[Page text Boundary: Start]
The one thing every military force is looking for, is a way to give their soldiers an edge. If they can’t do it through training or superior equipment, they often turn pharmacological means. From the Viking Berserkers to Hitler’s meth fueled Whermacht, there are plenty of examples in history of armies utilizing drugs to give their troops more focus and ferocity. But here in the 21st century, the military is beginning to turn to technology rather than drugs to give their soldiers a mental boost.
In a recent interview with several military officials, Military.com uncovered the fact that our armed forces are interested in pursuing brain enhancing technologies, and they’re testing at least one of these technologies on multiple units, including the Navy SEALS:
Szymanski expanded on his remarks in a brief interview later, saying he has his eye on a number of technologies, including pharmaceutical aids. But the results of one breakthrough involving the direct application of electrical stimulation to the brain have particularly caught his eye.
“In experiments, people who were watching these screens … their ability to concentrate would fall off in about 20 minutes,” Szymanski said. “But they did studies whereby a little bit of electrical stimulation was applied, and they were able to maintain the same peak performance for 20 hours.”
[Page text Boundary: End]
[Records shown Boundary: Start]
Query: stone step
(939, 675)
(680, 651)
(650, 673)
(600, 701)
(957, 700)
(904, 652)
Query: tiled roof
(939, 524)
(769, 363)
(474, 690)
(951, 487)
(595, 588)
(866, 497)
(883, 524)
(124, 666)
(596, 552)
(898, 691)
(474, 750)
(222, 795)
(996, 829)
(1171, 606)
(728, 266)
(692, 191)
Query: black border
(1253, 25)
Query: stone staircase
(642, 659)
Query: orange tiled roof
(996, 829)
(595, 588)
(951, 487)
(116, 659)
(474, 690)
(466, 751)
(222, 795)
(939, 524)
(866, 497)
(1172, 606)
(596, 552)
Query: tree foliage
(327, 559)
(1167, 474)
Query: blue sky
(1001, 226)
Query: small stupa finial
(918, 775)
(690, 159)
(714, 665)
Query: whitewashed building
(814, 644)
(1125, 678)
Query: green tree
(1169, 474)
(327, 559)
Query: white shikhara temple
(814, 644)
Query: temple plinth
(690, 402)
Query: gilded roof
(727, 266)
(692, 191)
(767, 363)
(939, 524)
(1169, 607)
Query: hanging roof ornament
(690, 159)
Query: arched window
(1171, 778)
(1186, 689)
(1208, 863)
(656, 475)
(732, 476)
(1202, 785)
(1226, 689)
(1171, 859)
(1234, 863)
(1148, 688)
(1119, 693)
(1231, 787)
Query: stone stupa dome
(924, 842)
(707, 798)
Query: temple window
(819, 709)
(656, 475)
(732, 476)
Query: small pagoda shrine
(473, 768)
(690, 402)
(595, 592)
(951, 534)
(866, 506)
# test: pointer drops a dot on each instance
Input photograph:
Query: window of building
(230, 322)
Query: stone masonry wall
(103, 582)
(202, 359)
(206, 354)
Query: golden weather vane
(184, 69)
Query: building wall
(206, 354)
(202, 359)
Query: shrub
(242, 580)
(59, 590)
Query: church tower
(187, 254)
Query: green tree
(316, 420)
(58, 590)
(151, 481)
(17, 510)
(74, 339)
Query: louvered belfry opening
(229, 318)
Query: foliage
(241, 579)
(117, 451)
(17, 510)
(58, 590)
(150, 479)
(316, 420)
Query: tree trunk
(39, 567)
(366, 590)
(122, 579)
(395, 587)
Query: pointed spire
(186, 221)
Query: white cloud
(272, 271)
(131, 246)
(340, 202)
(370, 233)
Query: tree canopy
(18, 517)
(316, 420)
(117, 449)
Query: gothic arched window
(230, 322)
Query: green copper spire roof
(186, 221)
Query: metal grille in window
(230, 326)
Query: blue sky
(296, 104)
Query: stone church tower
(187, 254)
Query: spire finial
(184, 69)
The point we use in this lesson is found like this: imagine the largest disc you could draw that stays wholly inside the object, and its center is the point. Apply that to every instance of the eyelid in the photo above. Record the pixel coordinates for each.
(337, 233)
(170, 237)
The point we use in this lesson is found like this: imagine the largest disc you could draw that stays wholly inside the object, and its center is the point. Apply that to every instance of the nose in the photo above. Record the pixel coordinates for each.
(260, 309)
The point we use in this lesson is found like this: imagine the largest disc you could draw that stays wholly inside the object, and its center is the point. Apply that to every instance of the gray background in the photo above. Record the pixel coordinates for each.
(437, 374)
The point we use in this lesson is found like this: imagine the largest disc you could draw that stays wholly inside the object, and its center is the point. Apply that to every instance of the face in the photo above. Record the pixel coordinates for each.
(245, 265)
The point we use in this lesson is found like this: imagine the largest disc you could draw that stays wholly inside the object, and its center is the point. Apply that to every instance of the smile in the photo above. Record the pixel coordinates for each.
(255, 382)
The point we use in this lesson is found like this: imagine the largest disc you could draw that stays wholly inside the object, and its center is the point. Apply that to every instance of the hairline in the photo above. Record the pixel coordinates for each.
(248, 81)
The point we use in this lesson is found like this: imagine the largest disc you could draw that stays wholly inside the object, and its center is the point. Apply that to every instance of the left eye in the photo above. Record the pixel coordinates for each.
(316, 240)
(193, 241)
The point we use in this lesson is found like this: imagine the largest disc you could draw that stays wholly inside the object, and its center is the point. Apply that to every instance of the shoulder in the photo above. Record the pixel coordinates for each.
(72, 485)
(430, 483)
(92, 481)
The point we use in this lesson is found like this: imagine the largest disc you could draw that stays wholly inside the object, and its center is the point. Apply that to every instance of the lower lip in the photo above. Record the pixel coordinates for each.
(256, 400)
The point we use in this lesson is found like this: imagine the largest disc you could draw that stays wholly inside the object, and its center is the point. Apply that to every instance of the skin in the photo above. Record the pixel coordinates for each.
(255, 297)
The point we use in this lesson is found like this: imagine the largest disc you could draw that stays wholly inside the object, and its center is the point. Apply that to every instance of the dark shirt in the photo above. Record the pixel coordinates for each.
[Records shown Boundary: End]
**Work order 1:** Summarize the article on military brain enhancement in two sentences.
**Work order 2:** Pick up the article on military brain enhancement after its final sentence and continue it.
The rows are not needed for anything here.

**Output 1:** Armies have long used drugs to give soldiers more focus and ferocity, but in the 21st century the military is beginning to turn to technology for a mental boost instead. Military.com reported that the armed forces are testing brain-enhancing technology on several units, and Szymanski said he was struck by experiments in which electrical stimulation of the brain let people keep peak concentration for 20 hours instead of about 20 minutes.

**Output 2:**
Transcranial electrical stimulation was one of the technologies touted by then-Defense Secretary Ash Carter in July 2016 as part of his Defense Innovation Unit (Experimental), or DIUx, initiative. Since then, multiple SEAL units have begun actively testing the effectiveness of the technology, officials with Naval Special Warfare Command told Military.com
What the article is referring to, is also often called transcranial direct current stimulation, or tDCS. It’s been around in one form or another since the 19th century, but has only reached widespread awareness over the past few years. It’s a simple technology that applies a very small electrical current to the brain to induce focus and well-being. Some research has shown that it can help people learn certain tasks twice as fast as they could without the device.
The company that makes the brain-stimulating device — a headset that could be mistaken for a pair of Beats by Dre headphones — is Halo Neuroscience. And the technology offers not cognitive enhancement, but neuro-priming, Chief Technology Officer and Company Co-Founder Brett Wingeier told Military.com.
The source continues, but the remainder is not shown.